— START Extracted entries —

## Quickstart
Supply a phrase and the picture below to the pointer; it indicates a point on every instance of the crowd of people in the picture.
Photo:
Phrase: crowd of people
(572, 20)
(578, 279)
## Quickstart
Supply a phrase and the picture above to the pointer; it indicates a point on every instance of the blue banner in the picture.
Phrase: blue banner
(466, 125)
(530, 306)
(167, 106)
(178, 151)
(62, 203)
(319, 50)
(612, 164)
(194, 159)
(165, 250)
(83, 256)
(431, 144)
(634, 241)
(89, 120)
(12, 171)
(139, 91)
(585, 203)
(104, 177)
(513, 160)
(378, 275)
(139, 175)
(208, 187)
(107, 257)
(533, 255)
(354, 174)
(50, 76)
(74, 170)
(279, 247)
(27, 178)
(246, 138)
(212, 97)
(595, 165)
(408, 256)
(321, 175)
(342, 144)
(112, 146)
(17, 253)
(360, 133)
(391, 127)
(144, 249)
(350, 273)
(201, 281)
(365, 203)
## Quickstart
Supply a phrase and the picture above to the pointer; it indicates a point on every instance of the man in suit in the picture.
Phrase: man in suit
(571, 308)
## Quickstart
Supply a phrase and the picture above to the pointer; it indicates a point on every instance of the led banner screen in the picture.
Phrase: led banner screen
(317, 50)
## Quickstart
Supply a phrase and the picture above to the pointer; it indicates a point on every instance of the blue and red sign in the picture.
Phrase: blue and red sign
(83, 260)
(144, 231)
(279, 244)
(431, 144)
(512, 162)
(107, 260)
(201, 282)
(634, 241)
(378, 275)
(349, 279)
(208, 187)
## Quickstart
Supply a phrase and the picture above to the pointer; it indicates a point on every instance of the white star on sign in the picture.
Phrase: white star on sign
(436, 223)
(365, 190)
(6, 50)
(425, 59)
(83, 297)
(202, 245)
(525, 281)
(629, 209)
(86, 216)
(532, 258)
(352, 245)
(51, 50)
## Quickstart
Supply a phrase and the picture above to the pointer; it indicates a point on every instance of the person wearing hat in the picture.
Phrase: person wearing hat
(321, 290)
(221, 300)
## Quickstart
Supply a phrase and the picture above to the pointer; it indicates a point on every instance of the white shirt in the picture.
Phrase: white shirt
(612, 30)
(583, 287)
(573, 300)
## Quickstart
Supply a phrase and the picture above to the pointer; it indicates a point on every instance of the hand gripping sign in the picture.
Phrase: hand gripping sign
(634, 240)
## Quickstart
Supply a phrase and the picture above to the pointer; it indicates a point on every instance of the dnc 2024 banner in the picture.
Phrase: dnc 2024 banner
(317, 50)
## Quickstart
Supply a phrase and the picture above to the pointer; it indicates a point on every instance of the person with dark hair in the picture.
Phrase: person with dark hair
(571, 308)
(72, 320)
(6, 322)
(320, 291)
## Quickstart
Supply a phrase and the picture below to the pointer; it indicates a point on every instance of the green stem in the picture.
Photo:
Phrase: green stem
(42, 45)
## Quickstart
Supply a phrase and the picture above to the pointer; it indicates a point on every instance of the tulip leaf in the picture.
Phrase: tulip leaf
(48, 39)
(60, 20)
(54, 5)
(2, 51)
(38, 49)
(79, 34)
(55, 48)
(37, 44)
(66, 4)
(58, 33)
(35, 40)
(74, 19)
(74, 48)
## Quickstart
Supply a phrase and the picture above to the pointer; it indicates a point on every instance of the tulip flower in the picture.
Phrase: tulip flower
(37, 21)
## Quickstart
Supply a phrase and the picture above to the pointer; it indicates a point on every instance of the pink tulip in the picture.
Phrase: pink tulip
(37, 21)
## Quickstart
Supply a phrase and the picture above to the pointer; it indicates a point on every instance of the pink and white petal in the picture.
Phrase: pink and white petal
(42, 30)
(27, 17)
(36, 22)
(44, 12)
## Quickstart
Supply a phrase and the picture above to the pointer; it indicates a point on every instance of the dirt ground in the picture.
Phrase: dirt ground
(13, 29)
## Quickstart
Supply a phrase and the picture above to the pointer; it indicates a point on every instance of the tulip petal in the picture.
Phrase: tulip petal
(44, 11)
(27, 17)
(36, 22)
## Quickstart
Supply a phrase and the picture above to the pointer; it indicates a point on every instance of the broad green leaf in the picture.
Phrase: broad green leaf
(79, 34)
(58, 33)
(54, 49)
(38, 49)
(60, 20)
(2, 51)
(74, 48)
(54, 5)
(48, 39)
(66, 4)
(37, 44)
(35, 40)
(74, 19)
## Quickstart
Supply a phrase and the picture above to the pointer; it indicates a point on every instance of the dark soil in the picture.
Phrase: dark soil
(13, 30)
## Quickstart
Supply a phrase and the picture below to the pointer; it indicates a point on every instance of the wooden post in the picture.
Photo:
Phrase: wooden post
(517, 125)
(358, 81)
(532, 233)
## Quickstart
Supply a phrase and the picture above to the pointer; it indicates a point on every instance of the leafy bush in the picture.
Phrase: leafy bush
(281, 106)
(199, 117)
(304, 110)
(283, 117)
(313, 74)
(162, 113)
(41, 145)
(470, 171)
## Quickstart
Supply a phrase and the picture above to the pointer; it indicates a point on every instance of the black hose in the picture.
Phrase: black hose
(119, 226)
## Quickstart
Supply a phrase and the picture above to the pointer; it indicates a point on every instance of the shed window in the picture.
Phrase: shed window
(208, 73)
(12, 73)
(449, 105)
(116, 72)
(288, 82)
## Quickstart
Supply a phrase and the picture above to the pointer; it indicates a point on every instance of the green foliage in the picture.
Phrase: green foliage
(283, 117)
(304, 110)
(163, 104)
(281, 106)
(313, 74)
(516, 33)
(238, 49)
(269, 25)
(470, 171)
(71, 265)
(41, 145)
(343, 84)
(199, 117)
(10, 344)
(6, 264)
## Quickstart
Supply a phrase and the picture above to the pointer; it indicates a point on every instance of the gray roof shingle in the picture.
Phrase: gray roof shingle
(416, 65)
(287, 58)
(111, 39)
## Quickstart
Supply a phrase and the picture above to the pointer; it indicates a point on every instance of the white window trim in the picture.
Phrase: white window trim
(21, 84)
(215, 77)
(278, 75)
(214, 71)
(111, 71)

— END Extracted entries —

§ **What you are asked to do**:
Using the listing above, please repeat every entry exactly.

§ **Solution to this exercise**:
## Quickstart
Supply a phrase and the picture below to the pointer; it indicates a point on every instance of the crowd of people in the picture.
Photo:
Phrase: crowd of people
(572, 20)
(578, 279)
## Quickstart
Supply a phrase and the picture above to the pointer; it indicates a point on every instance of the blue banner in the picture.
Phrase: blue banner
(466, 125)
(530, 306)
(167, 106)
(178, 151)
(62, 203)
(319, 50)
(612, 164)
(194, 159)
(165, 250)
(83, 256)
(431, 144)
(634, 241)
(89, 120)
(12, 171)
(139, 91)
(585, 203)
(104, 177)
(513, 160)
(378, 275)
(139, 175)
(208, 187)
(107, 257)
(533, 255)
(354, 174)
(50, 76)
(74, 170)
(279, 247)
(27, 178)
(246, 138)
(212, 97)
(595, 165)
(408, 256)
(321, 175)
(342, 144)
(112, 146)
(17, 253)
(360, 133)
(391, 127)
(144, 249)
(350, 273)
(201, 281)
(365, 203)
## Quickstart
Supply a phrase and the picture above to the pointer; it indicates a point on every instance of the man in suit in the picture.
Phrase: man in suit
(571, 308)
## Quickstart
Supply a phrase and the picture above to the pointer; it indicates a point on every instance of the led banner screen in the picture.
Phrase: led banner screen
(317, 50)
## Quickstart
Supply a phrase and the picture above to the pointer; it indicates a point on every instance of the blue and red sign in the picture.
Phrase: blue and red sign
(83, 260)
(144, 231)
(279, 244)
(431, 144)
(512, 162)
(107, 260)
(201, 282)
(634, 241)
(378, 275)
(349, 279)
(208, 187)
## Quickstart
Supply a phrase and the picture above to the pointer; it indicates a point on every instance of the white star on sign in the picture.
Phrase: white star on sign
(436, 223)
(365, 190)
(6, 50)
(425, 59)
(83, 297)
(202, 245)
(525, 281)
(629, 209)
(86, 216)
(532, 258)
(352, 245)
(51, 50)
## Quickstart
Supply a phrase and the picture above to the pointer; it indicates a point on every instance of the person wearing hat in the picture.
Phrase: person wearing hat
(321, 290)
(221, 300)
## Quickstart
Supply a phrase and the picture above to the pointer; it indicates a point on every instance of the white shirt in the picture.
Phrase: white shirt
(612, 30)
(583, 287)
(573, 300)
## Quickstart
Supply a phrase and the picture above to the pointer; it indicates a point on every instance of the hand gripping sign in the picture.
Phrase: hand gripping sign
(634, 240)
## Quickstart
Supply a phrase and the picture above to the pointer; it indicates a point on every instance of the dnc 2024 banner in the picture.
Phrase: dnc 2024 banner
(317, 50)
## Quickstart
Supply a phrase and the picture above to the pointer; it indicates a point on every instance of the person with dark hair in the picture.
Phrase: person with dark hair
(571, 308)
(72, 320)
(6, 322)
(320, 291)
## Quickstart
Supply a phrase and the picture below to the pointer; it indicates a point on every instance of the green stem in the picture.
Photo:
Phrase: green stem
(42, 45)
## Quickstart
Supply a phrase and the picture above to the pointer; it indicates a point on every instance of the tulip leaf in the picture.
Phrase: tulip leaf
(48, 39)
(60, 20)
(54, 5)
(2, 51)
(38, 49)
(79, 34)
(55, 48)
(37, 44)
(66, 4)
(58, 33)
(35, 40)
(74, 19)
(74, 48)
## Quickstart
Supply a phrase and the picture above to the pointer; it indicates a point on every instance of the tulip flower in the picture.
Phrase: tulip flower
(37, 21)
## Quickstart
Supply a phrase and the picture above to the pointer; it indicates a point on every instance of the pink tulip in the picture.
Phrase: pink tulip
(37, 21)
## Quickstart
Supply a phrase and the picture above to the pointer; it indicates a point on every instance of the pink and white petal in the picture.
Phrase: pink and white petal
(42, 30)
(27, 17)
(36, 22)
(44, 12)
## Quickstart
Supply a phrase and the picture above to the pointer; it indicates a point on every instance of the dirt ground in the picture.
Phrase: dirt ground
(13, 29)
## Quickstart
Supply a phrase and the picture above to the pointer; it indicates a point on every instance of the tulip petal in the picture.
Phrase: tulip petal
(44, 11)
(27, 17)
(36, 22)
## Quickstart
Supply a phrase and the picture above to the pointer; it indicates a point on every instance of the broad green leaf in the picture.
Phrase: broad green leaf
(79, 34)
(58, 33)
(54, 49)
(38, 49)
(60, 20)
(2, 51)
(74, 48)
(54, 5)
(48, 39)
(66, 4)
(37, 44)
(35, 40)
(74, 19)
## Quickstart
Supply a phrase and the picture above to the pointer; it indicates a point on every instance of the dark soil in the picture.
Phrase: dark soil
(13, 30)
## Quickstart
Supply a phrase and the picture below to the pointer; it indicates a point on every instance of the wooden post in the picture.
Photo:
Phrase: wooden post
(517, 125)
(358, 81)
(532, 233)
## Quickstart
Supply a phrase and the picture above to the pointer; it indicates a point on every instance of the leafy bush in the picture.
Phrase: leafy bush
(281, 106)
(199, 117)
(304, 110)
(283, 117)
(313, 74)
(162, 113)
(41, 145)
(470, 171)
## Quickstart
Supply a phrase and the picture above to the pointer; it indicates a point on every instance of the black hose in the picture.
Phrase: black hose
(119, 226)
## Quickstart
Supply a phrase and the picture above to the pointer; it indicates a point on every instance of the shed window in the picture.
Phrase: shed window
(208, 73)
(12, 73)
(449, 105)
(116, 72)
(288, 82)
## Quickstart
Supply a phrase and the picture above to the pointer; it indicates a point on every instance of the green foliage in the picture.
Phrase: green foliage
(283, 117)
(304, 110)
(163, 104)
(281, 106)
(313, 74)
(516, 33)
(238, 49)
(269, 25)
(470, 171)
(71, 265)
(41, 145)
(343, 84)
(199, 117)
(10, 344)
(6, 264)
## Quickstart
Supply a phrase and the picture above to the pointer; it indicates a point on every instance of the gray roof shingle in the picture.
Phrase: gray roof shingle
(416, 65)
(287, 58)
(111, 39)
## Quickstart
Supply a phrase and the picture above to the pointer; it indicates a point on every instance of the white window trim in the picture.
Phrase: white window trim
(21, 84)
(215, 77)
(278, 75)
(214, 71)
(111, 71)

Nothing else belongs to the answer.